- _Raw records_:

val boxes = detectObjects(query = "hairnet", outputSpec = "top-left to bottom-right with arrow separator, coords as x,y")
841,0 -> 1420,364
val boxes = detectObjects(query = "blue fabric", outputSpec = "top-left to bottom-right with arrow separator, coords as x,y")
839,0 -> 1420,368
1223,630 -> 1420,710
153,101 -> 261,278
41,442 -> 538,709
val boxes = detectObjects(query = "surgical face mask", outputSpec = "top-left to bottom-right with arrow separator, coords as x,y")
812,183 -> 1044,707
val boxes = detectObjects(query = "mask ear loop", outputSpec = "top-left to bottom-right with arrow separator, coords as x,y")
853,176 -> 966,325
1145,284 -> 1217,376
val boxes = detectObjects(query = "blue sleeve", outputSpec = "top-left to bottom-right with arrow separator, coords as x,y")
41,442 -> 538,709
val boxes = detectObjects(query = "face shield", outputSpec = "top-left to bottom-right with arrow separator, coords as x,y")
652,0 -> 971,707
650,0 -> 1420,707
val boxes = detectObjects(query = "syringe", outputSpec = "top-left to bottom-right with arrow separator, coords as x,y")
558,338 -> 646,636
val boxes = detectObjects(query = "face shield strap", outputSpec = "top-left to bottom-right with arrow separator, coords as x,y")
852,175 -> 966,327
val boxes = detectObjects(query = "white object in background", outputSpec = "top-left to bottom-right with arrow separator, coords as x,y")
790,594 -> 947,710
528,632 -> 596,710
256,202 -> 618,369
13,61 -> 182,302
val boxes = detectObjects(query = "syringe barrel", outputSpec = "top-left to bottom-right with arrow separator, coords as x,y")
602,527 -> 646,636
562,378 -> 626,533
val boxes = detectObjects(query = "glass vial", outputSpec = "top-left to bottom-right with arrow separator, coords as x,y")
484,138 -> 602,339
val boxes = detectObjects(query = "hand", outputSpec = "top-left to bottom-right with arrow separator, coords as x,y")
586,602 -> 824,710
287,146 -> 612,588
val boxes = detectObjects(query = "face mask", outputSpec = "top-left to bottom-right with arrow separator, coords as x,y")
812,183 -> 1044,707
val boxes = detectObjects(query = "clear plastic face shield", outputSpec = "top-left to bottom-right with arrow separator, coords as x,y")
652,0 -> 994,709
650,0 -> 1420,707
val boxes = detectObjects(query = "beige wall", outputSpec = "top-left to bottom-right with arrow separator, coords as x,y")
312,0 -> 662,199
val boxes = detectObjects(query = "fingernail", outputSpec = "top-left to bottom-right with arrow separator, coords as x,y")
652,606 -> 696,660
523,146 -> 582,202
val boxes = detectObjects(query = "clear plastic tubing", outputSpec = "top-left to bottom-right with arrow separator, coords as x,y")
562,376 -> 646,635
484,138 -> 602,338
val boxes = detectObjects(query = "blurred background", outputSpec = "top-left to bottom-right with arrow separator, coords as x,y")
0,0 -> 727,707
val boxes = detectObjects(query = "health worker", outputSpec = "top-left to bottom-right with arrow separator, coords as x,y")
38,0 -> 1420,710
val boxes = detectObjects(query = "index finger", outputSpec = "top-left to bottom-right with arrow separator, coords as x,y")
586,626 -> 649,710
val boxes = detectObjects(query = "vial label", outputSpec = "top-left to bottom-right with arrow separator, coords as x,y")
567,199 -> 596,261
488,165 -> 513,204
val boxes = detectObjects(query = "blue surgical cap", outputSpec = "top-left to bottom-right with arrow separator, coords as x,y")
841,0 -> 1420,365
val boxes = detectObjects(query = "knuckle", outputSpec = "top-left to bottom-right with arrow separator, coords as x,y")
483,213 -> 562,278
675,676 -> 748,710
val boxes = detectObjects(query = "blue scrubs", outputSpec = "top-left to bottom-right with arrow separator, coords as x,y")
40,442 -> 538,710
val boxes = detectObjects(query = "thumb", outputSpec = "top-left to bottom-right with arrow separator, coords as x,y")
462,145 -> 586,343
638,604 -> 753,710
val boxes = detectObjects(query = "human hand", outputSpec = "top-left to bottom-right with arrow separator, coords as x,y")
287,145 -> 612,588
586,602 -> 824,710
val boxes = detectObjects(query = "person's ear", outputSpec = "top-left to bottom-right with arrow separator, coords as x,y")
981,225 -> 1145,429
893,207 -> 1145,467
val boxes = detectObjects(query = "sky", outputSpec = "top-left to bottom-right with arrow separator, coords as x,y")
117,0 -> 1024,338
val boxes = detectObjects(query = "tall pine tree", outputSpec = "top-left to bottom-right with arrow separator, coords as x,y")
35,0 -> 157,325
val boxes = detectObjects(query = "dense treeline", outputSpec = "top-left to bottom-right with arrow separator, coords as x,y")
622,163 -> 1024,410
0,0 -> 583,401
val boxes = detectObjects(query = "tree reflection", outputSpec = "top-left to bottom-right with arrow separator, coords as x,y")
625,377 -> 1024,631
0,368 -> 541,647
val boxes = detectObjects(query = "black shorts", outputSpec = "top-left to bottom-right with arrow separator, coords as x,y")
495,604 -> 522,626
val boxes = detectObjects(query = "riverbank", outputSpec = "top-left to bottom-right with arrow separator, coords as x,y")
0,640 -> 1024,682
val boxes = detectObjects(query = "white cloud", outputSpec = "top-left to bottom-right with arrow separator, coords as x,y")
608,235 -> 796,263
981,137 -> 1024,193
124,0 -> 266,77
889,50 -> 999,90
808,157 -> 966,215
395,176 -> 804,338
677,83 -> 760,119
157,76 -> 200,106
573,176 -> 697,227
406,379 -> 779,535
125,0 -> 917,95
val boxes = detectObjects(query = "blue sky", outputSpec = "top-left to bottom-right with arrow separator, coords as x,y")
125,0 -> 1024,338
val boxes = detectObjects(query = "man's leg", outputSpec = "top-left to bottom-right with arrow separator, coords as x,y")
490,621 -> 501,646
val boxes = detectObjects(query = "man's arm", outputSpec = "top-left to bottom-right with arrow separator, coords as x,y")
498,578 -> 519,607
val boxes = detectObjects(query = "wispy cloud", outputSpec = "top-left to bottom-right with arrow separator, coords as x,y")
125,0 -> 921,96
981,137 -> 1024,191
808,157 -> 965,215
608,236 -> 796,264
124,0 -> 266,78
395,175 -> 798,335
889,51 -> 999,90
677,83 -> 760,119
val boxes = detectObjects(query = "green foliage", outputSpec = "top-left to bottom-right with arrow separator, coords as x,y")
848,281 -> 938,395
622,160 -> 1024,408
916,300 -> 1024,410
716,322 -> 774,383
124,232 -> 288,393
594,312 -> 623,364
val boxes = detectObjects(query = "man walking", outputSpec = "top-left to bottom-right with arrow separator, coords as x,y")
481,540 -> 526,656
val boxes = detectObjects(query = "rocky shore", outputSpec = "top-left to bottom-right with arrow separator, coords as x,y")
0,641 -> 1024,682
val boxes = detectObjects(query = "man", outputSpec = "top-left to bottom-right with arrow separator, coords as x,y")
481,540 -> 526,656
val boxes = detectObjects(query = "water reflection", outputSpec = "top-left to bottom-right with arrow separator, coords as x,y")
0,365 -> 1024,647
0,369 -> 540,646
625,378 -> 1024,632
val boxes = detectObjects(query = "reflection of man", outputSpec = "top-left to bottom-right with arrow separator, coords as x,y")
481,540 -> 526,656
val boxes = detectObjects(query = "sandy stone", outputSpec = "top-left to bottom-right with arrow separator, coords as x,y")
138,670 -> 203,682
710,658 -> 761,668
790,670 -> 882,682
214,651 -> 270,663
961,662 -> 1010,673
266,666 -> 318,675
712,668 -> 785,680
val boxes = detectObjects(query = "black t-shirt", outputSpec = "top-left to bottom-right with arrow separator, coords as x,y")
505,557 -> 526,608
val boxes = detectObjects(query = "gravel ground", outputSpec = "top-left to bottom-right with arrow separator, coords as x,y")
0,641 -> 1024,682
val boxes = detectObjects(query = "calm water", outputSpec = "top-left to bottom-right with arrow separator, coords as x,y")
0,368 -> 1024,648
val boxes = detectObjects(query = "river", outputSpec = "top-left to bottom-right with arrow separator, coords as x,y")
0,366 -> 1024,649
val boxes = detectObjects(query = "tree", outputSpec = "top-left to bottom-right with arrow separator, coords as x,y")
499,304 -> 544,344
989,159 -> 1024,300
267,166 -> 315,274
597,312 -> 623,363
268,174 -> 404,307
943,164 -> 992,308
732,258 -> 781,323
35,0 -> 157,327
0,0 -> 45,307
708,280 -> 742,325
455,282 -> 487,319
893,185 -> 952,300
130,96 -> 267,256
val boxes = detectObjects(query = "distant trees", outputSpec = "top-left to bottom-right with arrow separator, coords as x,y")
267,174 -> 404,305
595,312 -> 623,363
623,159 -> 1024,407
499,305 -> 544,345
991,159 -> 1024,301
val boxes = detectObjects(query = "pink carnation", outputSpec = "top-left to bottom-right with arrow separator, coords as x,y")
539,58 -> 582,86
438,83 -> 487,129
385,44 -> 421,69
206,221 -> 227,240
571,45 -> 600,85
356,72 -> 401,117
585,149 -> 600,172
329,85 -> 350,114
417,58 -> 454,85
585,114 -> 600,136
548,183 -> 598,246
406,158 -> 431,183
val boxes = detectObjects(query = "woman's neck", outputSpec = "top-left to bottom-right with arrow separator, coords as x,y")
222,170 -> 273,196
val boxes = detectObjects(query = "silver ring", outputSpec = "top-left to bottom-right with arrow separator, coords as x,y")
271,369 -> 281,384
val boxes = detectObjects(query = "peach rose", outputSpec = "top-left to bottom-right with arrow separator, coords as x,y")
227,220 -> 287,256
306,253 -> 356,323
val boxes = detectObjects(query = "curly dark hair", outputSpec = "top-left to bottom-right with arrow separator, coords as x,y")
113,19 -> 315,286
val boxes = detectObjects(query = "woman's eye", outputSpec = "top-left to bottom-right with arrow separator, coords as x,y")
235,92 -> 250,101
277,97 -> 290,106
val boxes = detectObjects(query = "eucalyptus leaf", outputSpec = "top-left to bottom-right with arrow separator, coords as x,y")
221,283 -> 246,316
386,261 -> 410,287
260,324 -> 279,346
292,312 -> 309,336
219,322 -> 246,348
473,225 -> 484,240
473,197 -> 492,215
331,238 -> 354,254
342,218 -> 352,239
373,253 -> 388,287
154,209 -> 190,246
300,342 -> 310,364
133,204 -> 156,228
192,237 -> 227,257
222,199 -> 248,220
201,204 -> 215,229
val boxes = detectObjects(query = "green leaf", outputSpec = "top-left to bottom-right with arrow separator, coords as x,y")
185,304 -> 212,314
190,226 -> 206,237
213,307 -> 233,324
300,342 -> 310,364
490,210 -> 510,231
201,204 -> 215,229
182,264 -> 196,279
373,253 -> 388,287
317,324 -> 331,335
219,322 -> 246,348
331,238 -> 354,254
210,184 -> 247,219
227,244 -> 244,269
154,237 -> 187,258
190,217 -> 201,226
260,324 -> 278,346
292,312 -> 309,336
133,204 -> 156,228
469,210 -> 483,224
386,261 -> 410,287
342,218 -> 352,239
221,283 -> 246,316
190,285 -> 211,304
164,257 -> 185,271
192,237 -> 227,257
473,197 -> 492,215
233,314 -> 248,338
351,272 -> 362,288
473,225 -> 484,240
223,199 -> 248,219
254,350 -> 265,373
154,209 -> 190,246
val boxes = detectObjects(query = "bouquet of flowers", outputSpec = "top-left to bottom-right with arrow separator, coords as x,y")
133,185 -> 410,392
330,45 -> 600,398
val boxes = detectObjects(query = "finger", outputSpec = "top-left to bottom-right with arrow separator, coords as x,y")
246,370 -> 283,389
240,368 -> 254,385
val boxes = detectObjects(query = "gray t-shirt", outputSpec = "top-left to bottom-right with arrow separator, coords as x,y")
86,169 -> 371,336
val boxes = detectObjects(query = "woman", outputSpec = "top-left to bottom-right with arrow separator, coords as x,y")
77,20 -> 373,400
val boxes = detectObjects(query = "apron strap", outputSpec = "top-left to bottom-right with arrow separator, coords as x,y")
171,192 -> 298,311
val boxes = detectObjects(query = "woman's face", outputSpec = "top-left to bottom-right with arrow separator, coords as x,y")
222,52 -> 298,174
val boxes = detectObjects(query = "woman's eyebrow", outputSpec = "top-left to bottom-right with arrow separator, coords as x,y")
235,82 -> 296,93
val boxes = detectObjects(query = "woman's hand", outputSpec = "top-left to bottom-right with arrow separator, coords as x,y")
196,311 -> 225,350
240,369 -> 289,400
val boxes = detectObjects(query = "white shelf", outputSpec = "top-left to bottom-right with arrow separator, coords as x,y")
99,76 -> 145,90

- _What is asked_:
Take the records from the very beginning through the line containing "852,175 -> 966,327", change "detectObjects" to "findObjects" everywhere in that stretch, and write those lines out again with nothing else altered.

- _Task result_:
val boxes = findObjects(query = "hairnet", outputSpec = "top-left to bottom-right with arrow separator, coords as x,y")
841,0 -> 1420,364
val boxes = findObjects(query = "blue fabric", outputSpec = "top-left to bottom-right with arrow separator, coords as x,y")
839,0 -> 1420,368
1223,630 -> 1420,710
153,101 -> 261,278
41,442 -> 538,709
val boxes = findObjects(query = "surgical face mask", outputSpec = "top-left to bottom-right with arrow separator, coords as x,y")
812,183 -> 1044,707
val boxes = findObjects(query = "mask ear loop", outputSpec = "top-left to bottom-right with arrow separator, coords as x,y")
853,176 -> 966,325
1145,284 -> 1217,376
val boxes = findObjects(query = "blue sleeve", outputSpec = "top-left to bottom-right with arrow separator, coords as x,y")
41,442 -> 538,709
val boxes = findObjects(query = "face shield", outputSpec = "top-left to bottom-right with arrow separator, coords as x,y")
652,0 -> 971,707
650,0 -> 1420,707
val boxes = findObjects(query = "syringe", outputSpec = "top-left to bottom-right with arrow separator, coords as x,y")
558,338 -> 646,636
val boxes = findObjects(query = "face shield strap", outputSpec = "top-left to bottom-right with arrow separator, coords as x,y")
852,175 -> 966,327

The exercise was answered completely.